■ AUFGABE: Gib bitte aus dem Text über die Arbeitsmarktintegration von Flüchtlingen den Abschnitt unverändert aus, der mit den Worten „Spielraum besteht auch“ beginnt und mit „erlangten Zwischenqualifikationen basiert.“ schließt.

■ GEZEIGTER TEXTAUSZUG:
☆ ☆ ☆ ☆

Dass der Zugang zu Arbeit in öffentlichen Debatten und politischen Maßnahmen so große Bedeutung hat, deckt sich mit dem Bedarf und Interesse der Befragten. Bei der Gestaltung von Maßnahmen, die die Integration in den Arbeitsmarkt und das Bildungssystem fördern sollen, ist aber stets ein Spannungsfeld mitzudenken: Langfristige Berufs- und Bildungspläne (die u. U. mehrere Jahre Ausbildung oder Nachqualifizierung umfassen) können damit kollidieren, dass Asylsuchende, Geduldete und anerkannte Flüchtlinge in der frühen Phase des Aufenthalts möglichst schnell finanziell unabhängig sein wollen. Es ist ratsam, diese Bedarfe in Beratungs- und Vermittlungsprozessen beide im Blick zu behalten und den Flüchtlingen entsprechende Optionen aufzuzeigen, wie sie sie miteinander verbinden können. So sind z. B. die im Integrationsgesetz ursprünglich angedachten sog. Flüchtlingsintegrationsmaßnahmen (nur) dann sinnvoll, wenn sie nicht für sich allein stehen, sondern in ein Übergangsmanagement eingebunden sind, das auf mehrere Jahre angelegt und auf die jeweiligen individuellen Bedarfe ausgerichtet ist und auch Elemente wie Kompetenzfeststellung, Spracherwerb und berufliche Qualifizierung beinhaltet. (…)

Spielraum besteht auch bei der Gestaltung beruflicher Bildungsmaßnahmen. (…) Denkbar wäre z. B., das klassische System der Berufsausbildung zu ergänzen um modulare Angebote, die aufeinander aufbauen und je nach Bedarf kombiniert werden können. Die klassische zwei- bis dreijährige Ausbildung könnte um Teilzeitvarianten erweitert werden (ähnlich dem Modell zur Vereinbarung von Beruf und Familie). Beides würde es vereinfachen, parallel zur Ausbildung schon frühzeitig einer Erwerbstätigkeit nachzugehen, die ggf. auf bereits erlangten Zwischenqualifikationen basiert.

☆ ☆ ☆ ☆

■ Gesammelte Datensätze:
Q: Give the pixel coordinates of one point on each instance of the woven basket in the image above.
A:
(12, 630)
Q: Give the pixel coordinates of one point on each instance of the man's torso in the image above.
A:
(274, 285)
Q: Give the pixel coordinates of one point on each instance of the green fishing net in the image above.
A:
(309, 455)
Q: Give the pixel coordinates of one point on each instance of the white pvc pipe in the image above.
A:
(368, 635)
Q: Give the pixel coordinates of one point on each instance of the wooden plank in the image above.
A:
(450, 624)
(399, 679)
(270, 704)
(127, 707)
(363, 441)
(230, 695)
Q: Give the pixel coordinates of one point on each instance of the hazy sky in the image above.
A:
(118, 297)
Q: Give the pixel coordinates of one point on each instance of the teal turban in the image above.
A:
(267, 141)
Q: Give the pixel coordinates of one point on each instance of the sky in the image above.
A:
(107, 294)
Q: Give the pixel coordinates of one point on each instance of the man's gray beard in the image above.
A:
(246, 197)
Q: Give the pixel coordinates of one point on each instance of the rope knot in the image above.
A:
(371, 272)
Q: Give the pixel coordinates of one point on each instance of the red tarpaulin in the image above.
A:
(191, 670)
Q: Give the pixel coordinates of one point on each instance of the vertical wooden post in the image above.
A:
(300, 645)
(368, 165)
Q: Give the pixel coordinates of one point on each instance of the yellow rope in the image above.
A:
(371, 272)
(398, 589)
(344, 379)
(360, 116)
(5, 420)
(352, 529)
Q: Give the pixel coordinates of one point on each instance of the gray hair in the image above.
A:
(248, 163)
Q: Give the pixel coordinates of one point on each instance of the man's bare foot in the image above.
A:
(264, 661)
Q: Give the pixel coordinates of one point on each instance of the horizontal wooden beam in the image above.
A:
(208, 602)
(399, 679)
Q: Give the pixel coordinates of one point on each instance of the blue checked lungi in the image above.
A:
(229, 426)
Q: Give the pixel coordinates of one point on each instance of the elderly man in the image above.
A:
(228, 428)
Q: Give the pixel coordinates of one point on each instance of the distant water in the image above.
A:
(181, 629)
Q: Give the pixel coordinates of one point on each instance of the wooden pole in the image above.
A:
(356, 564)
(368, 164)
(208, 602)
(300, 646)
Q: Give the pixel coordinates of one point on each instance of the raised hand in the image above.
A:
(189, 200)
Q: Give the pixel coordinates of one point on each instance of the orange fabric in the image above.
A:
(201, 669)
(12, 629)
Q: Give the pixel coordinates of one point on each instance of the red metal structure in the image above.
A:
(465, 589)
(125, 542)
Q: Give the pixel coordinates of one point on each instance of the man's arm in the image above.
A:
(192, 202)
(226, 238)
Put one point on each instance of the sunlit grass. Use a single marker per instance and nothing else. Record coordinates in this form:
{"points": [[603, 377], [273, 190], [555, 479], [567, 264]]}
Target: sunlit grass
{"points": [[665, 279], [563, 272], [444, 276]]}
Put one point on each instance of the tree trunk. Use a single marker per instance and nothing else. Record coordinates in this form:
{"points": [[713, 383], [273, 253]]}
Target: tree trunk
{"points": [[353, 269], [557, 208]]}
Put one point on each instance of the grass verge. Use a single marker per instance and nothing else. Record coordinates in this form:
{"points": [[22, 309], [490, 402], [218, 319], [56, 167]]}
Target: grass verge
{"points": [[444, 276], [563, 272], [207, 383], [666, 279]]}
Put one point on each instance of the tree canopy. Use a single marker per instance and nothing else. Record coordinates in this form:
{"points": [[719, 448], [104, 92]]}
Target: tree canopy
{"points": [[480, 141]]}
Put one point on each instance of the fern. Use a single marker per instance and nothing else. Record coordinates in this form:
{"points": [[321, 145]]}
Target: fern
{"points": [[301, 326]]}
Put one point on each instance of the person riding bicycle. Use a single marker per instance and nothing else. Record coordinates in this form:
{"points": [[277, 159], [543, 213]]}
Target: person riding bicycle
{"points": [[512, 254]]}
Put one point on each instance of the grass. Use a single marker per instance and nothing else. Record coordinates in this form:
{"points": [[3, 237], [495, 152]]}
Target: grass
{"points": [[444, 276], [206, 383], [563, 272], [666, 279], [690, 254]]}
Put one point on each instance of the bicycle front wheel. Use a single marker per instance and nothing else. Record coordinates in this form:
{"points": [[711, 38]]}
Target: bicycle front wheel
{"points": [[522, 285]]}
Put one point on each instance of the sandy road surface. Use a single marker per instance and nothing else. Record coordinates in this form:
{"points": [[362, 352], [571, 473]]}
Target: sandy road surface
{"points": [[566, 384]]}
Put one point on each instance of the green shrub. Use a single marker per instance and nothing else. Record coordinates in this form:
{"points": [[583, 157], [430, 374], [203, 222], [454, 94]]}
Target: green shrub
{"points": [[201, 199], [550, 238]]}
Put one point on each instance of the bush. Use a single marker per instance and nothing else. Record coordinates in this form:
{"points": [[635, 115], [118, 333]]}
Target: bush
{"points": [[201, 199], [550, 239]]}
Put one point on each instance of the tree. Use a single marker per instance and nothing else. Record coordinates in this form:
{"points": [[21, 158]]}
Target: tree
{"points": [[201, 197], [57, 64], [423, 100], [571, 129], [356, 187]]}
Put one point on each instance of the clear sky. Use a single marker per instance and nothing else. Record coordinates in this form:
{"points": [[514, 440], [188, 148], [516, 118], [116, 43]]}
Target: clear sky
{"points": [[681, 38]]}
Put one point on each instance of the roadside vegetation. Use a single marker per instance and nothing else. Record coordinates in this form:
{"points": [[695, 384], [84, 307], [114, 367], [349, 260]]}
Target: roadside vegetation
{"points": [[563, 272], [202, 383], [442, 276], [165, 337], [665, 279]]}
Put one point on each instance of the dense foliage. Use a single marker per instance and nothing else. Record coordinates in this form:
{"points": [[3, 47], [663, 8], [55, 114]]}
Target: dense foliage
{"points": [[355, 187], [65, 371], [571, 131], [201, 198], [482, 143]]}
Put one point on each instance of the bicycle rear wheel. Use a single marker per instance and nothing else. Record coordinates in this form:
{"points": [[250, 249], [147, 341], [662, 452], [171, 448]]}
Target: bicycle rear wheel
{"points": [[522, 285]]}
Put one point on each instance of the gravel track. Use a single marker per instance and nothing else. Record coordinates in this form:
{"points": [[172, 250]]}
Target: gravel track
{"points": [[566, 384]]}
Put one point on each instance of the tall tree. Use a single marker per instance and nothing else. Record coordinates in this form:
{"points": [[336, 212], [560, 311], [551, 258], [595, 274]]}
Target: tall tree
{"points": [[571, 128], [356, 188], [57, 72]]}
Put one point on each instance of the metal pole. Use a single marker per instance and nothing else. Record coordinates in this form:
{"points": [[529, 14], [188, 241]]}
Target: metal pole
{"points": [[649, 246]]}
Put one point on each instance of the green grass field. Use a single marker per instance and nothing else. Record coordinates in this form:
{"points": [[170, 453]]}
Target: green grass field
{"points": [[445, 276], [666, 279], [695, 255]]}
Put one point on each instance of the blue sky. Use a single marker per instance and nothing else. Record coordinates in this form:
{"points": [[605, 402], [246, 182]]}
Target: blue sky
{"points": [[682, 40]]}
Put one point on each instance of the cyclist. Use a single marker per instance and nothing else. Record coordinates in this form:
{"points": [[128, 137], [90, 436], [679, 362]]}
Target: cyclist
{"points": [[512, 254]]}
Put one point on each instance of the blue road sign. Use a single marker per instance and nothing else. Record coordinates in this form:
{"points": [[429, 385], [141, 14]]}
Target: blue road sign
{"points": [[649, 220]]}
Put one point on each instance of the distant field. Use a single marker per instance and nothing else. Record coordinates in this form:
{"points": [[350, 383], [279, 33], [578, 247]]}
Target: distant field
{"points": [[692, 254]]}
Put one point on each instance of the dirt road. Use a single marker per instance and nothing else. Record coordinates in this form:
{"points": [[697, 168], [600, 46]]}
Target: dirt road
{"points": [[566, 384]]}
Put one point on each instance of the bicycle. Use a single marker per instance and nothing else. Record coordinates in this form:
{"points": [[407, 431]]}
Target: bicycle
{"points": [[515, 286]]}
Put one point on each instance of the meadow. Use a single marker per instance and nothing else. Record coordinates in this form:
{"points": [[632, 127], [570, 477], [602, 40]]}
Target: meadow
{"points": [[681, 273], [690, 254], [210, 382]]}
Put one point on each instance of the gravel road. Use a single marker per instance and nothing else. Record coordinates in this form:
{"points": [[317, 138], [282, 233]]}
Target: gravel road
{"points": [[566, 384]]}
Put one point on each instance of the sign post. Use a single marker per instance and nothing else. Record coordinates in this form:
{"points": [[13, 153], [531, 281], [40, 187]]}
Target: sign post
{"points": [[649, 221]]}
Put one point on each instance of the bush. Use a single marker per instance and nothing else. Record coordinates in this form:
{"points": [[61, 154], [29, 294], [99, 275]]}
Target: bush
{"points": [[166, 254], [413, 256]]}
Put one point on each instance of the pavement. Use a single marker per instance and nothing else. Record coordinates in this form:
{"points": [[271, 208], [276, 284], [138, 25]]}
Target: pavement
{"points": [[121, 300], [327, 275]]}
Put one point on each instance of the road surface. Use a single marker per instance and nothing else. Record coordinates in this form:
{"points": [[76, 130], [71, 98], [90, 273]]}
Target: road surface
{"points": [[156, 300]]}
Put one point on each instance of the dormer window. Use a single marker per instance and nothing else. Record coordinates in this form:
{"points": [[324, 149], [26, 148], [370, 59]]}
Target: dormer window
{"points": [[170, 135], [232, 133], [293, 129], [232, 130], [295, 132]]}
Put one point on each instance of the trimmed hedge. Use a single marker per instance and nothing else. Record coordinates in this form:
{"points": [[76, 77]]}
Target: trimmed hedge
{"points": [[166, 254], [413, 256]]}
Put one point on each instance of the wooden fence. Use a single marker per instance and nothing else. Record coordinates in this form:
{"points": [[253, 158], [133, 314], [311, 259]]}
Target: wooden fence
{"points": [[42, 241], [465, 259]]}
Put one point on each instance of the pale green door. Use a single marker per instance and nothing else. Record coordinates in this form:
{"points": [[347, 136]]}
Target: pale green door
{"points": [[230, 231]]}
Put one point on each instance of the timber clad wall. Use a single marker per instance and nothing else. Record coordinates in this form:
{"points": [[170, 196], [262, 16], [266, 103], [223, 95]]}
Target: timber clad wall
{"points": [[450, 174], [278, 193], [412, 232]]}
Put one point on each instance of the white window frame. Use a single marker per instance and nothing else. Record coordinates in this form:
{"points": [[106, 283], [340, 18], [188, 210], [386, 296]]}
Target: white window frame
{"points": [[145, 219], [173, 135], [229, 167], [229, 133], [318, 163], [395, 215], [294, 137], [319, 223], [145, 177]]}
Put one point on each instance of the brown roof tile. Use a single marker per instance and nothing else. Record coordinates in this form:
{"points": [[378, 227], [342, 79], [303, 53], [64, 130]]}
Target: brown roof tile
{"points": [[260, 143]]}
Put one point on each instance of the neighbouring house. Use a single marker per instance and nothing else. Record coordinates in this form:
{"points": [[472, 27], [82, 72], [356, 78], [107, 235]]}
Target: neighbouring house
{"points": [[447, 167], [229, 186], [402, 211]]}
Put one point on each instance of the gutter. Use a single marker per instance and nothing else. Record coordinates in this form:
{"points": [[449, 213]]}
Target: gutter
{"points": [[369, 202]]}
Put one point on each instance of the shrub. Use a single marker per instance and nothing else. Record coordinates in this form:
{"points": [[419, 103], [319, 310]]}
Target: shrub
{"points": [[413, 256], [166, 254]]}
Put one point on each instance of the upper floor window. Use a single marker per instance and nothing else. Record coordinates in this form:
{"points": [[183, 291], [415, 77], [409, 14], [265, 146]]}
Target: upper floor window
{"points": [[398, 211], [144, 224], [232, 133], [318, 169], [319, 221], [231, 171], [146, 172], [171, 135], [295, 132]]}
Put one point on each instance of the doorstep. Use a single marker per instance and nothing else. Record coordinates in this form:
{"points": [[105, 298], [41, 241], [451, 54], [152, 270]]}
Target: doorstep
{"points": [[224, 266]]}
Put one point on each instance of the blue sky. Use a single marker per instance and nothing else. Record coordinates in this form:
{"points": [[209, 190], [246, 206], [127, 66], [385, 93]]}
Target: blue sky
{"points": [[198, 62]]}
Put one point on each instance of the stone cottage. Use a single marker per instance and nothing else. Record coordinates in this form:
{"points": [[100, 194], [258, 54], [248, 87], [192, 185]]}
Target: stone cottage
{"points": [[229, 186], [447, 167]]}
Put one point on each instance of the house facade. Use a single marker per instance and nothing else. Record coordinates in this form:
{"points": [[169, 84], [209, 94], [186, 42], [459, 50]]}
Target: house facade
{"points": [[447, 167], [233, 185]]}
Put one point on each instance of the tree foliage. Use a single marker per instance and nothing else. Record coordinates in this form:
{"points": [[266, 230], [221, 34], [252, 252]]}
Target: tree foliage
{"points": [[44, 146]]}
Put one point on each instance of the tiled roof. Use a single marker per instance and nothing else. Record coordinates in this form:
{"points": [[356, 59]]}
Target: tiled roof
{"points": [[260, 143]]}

☆ ☆ ☆ ☆

■ ERWARTETE ANTWORT:
Spielraum besteht auch bei der Gestaltung beruflicher Bildungsmaßnahmen. (…) Denkbar wäre z. B., das klassische System der Berufsausbildung zu ergänzen um modulare Angebote, die aufeinander aufbauen und je nach Bedarf kombiniert werden können. Die klassische zwei- bis dreijährige Ausbildung könnte um Teilzeitvarianten erweitert werden (ähnlich dem Modell zur Vereinbarung von Beruf und Familie). Beides würde es vereinfachen, parallel zur Ausbildung schon frühzeitig einer Erwerbstätigkeit nachzugehen, die ggf. auf bereits erlangten Zwischenqualifikationen basiert.